Instructions for the task: Exactly the lines from the one containing "point like [177,61]." through the final line of the listing are to be retyped, and nothing more.
======== Given information ========
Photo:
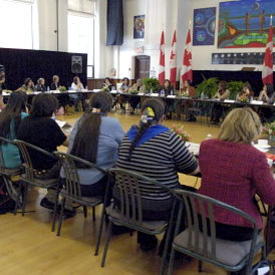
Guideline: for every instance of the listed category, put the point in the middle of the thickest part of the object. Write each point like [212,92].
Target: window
[19,24]
[81,30]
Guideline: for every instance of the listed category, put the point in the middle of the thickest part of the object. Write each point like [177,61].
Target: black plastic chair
[130,187]
[199,240]
[71,189]
[32,176]
[15,192]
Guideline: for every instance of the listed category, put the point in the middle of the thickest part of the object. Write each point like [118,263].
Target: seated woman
[218,110]
[28,86]
[96,137]
[166,90]
[155,151]
[40,129]
[246,94]
[108,85]
[77,99]
[230,175]
[10,120]
[40,87]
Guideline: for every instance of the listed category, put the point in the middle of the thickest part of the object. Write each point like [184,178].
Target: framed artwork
[204,26]
[139,26]
[245,24]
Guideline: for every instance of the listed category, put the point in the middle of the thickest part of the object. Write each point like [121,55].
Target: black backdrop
[254,78]
[20,64]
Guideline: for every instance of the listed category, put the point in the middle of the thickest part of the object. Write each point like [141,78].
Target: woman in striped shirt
[155,151]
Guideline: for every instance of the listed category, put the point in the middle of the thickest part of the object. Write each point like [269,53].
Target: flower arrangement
========
Answer for this exercise:
Guideline: for every instance of the listed category, put the point in the middle of the thickest part of the object. Write each point like [177,61].
Target: black plastic chair
[130,187]
[199,240]
[71,189]
[32,176]
[15,192]
Guideline: for every instance of the listed category, put the point in the middle of the thickest part of the object. Write each point like [118,263].
Target: seated woman
[218,110]
[28,86]
[96,137]
[166,90]
[155,151]
[40,129]
[246,94]
[108,85]
[77,99]
[230,175]
[10,120]
[40,87]
Guideline: for every instance of the listed category, put the point in the middle of the thickest part of the object. Write each point like [184,178].
Target: framed artwork
[204,26]
[139,26]
[245,24]
Guideline: for every instance of the listed category, put the point in the middle of the thickest part of the object. Write each point like [121,55].
Target: black backdrop
[254,78]
[20,64]
Guideline: for every instance of the listed category, put the point in the middle of the thickest part of the object. Write each point like [141,78].
Target: woman in striped shirt
[155,151]
Guideline: for every instance of the listed category, put the point in the middle of the thickest part of the object. Write each point like [269,53].
Target: flower arrangement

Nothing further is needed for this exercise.